Text passage:
= = = =

Help for package disclosuR

Type:

Package

Title:

Text Conversion from Nexis Uni PDFs to R Data Frames

Version:

0.6.0

Date:

2024-01-07

Description:

Transform 'newswire' and earnings call transcripts as PDF obtained from 'Nexis Uni' to R data frames. Various 'newswires' and 'FairDisclosure' earnings call formats are supported. Further, users can apply several pre-defined dictionaries on the data based on Graffin et al. (2016)<doi:10.5465/amj.2013.0288> and Gamache et al. (2015)<doi:10.5465/amj.2013.0377>.

License:

GPL-3

Imports:

dplyr, lubridate, pdftools, qdap, SentimentAnalysis, stringi, stringr, syuzhet, zoo, SnowballC, tm, stats, rlang

Encoding:

UTF-8

RoxygenNote:

7.2.3

NeedsCompilation:

Packaged:

2024-01-09 12:30:41 UTC; jonas

Author:

Jonas Röttger [aut, cre]

Maintainer:

Jonas Röttger <jonas.roettger@gmx.net>

Repository:

CRAN

Date/Publication:

2024-01-09 12:40:10 UTC

Earnings call segmenter

Description

Converts one earnings call transcript from 'FairDisclosure' obtained from 'NexisUni' to an R data frame.

= = = =

Provided records:
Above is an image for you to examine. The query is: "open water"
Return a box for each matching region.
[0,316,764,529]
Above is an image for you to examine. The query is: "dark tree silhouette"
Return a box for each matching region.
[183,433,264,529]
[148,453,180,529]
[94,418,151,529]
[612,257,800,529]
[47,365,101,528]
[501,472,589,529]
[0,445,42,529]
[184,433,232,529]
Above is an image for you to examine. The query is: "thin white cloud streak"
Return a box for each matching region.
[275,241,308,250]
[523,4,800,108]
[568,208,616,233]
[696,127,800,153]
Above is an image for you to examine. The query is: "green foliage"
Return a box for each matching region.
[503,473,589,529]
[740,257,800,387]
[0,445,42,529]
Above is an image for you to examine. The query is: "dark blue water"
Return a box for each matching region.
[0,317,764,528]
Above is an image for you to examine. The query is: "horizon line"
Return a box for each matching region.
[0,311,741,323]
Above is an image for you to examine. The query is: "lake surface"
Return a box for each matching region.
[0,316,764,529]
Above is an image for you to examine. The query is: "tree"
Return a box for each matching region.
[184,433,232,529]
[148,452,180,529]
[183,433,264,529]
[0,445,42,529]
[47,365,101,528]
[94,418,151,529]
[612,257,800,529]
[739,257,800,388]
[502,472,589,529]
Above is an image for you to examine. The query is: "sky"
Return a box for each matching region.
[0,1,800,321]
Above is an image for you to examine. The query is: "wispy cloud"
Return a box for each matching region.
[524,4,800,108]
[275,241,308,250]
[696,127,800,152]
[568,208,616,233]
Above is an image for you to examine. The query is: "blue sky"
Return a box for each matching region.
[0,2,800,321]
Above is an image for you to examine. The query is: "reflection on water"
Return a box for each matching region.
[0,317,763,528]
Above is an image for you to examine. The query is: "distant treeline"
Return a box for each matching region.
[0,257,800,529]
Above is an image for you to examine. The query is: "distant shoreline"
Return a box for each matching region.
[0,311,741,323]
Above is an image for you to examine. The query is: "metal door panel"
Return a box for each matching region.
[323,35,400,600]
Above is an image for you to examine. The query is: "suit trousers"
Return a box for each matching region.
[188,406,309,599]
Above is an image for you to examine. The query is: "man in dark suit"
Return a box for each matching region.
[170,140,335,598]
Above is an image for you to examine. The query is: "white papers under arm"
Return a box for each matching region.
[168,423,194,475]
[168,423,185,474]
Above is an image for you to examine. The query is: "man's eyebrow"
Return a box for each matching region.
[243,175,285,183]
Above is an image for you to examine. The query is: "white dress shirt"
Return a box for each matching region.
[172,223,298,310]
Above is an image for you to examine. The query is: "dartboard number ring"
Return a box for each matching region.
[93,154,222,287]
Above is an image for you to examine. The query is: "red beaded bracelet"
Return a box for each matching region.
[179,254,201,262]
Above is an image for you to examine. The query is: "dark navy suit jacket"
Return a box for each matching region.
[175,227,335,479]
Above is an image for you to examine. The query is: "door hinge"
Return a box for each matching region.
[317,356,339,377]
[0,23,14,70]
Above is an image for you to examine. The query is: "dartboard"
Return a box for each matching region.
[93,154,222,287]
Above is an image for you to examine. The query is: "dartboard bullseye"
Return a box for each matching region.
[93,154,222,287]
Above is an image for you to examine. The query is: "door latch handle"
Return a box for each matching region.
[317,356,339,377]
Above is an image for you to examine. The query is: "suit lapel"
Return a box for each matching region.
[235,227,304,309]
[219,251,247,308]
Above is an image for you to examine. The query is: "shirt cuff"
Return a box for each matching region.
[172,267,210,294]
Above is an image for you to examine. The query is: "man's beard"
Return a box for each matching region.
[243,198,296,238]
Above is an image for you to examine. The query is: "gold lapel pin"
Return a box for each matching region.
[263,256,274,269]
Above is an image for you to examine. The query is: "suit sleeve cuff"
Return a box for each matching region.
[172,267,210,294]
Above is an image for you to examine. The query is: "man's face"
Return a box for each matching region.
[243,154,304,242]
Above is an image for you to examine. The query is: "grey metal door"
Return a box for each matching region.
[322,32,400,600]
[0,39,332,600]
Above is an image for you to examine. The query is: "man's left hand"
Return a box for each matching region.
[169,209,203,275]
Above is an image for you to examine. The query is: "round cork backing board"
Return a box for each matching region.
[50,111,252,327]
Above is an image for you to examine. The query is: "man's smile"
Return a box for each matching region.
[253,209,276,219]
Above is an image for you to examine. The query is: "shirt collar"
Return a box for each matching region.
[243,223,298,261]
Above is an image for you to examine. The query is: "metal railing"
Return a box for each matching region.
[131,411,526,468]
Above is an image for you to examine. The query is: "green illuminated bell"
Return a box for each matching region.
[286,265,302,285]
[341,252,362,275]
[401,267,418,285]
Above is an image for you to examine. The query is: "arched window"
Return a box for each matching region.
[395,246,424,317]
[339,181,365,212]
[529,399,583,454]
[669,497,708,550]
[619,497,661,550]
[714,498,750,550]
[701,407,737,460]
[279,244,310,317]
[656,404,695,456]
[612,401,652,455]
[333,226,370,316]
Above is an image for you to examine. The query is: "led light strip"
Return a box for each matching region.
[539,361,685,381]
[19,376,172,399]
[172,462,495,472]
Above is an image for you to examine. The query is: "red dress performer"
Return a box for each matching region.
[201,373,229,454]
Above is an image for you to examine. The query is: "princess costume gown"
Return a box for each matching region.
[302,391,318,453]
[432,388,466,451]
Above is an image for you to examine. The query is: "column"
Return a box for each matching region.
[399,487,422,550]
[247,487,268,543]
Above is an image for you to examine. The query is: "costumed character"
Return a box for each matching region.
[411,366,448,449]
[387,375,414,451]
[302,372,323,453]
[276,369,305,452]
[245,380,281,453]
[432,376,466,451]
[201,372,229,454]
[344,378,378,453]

= = = =

What this exercise asks:
• a. Under what license is the package in the disclosuR help page released?
• b. Transcribe the disclosuR help page from "2024-01-09 12:40:10 UTC" to "R data frame.".

Responses to the exercise:
• a. GPL-3

• b.
2024-01-09 12:40:10 UTC

Earnings call segmenter

Description

Converts one earnings call transcript from 'FairDisclosure' obtained from 'NexisUni' to an R data frame.